Required work: Reproduce the items below verbatim, starting at the line containing "of the round" and continuing through the final item, both included.

[Extracted items]
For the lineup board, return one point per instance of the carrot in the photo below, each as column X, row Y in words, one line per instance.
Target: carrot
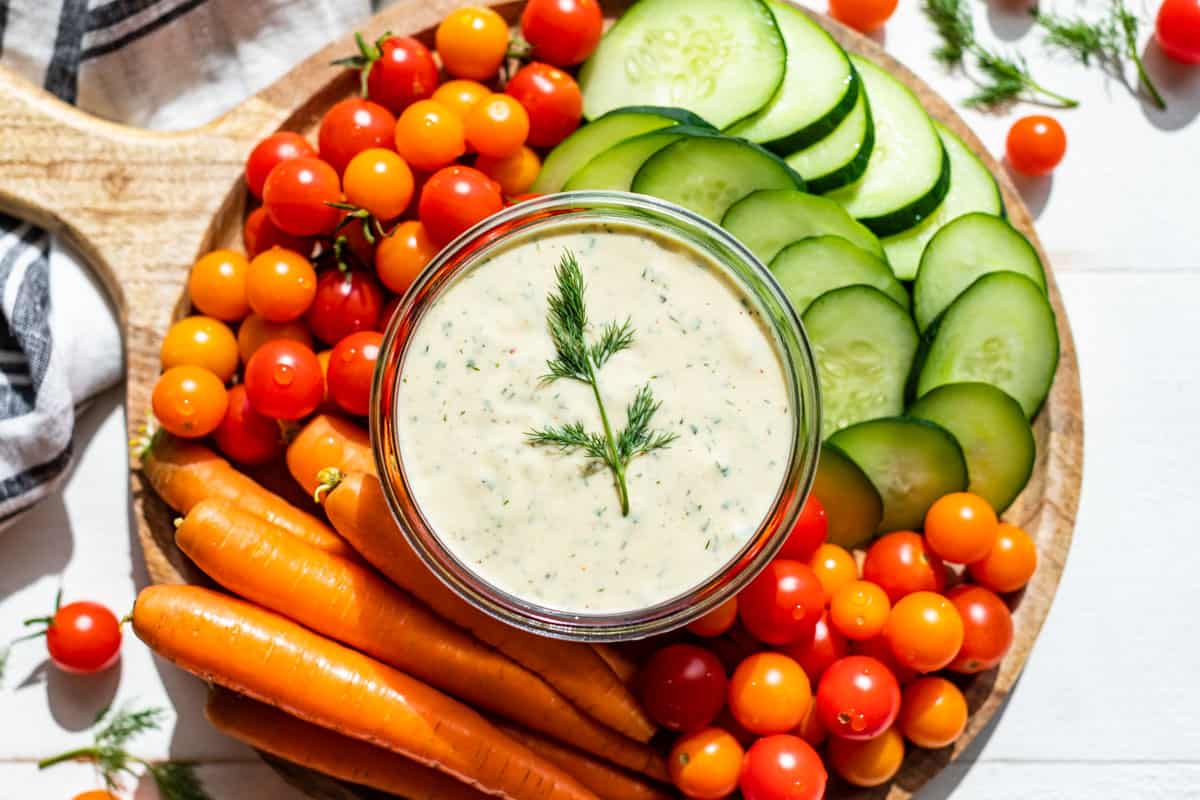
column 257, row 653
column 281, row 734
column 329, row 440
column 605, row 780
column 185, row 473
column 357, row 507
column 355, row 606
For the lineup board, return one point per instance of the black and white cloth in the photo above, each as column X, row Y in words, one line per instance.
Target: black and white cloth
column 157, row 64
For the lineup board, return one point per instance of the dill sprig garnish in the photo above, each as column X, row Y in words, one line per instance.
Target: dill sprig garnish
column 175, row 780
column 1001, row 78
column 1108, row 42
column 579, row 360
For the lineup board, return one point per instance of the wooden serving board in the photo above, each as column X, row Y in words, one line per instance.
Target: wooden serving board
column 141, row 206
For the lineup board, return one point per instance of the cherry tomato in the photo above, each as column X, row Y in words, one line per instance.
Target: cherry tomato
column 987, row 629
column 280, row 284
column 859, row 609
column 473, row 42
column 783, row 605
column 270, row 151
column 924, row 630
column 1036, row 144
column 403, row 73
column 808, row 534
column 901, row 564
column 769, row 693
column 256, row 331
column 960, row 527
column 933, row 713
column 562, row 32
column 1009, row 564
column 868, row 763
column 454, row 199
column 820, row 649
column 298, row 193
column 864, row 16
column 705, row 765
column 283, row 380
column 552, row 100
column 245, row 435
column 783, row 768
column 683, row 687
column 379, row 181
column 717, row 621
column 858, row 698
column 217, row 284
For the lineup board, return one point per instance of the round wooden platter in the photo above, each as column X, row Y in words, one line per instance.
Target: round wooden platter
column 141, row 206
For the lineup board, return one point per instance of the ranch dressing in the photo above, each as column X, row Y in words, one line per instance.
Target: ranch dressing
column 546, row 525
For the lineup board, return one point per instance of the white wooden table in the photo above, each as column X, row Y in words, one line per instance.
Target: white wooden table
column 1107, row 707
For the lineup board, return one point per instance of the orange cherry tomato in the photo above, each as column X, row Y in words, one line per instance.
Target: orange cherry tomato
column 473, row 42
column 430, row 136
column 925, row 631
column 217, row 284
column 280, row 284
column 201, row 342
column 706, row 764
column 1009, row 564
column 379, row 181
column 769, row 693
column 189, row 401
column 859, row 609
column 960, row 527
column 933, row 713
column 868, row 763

Answer to the exercise:
For the lineup board, return one point per instance of the round wooden platter in the photo above, each as column X, row Y in words, one line per instance.
Target: round wooden platter
column 141, row 206
For the lineup board, return one point per instance of the ranch dressing in the photo above, each as column X, row Y in words, one line per instance.
Target: ranch dressing
column 546, row 525
For the lineup board, return one point per instance of the white wooden table in the photo above, each as column X, row Y in words, one line per instance.
Target: white wooden table
column 1107, row 707
For the lineup board, return one point per instance of the orange cherry tomato in the photo above, each as column X, row Y in words, one line per instance.
Target: orange cherry tomato
column 473, row 42
column 430, row 136
column 925, row 631
column 217, row 284
column 280, row 284
column 201, row 342
column 706, row 764
column 1009, row 564
column 379, row 181
column 769, row 693
column 189, row 401
column 859, row 609
column 960, row 527
column 933, row 713
column 868, row 763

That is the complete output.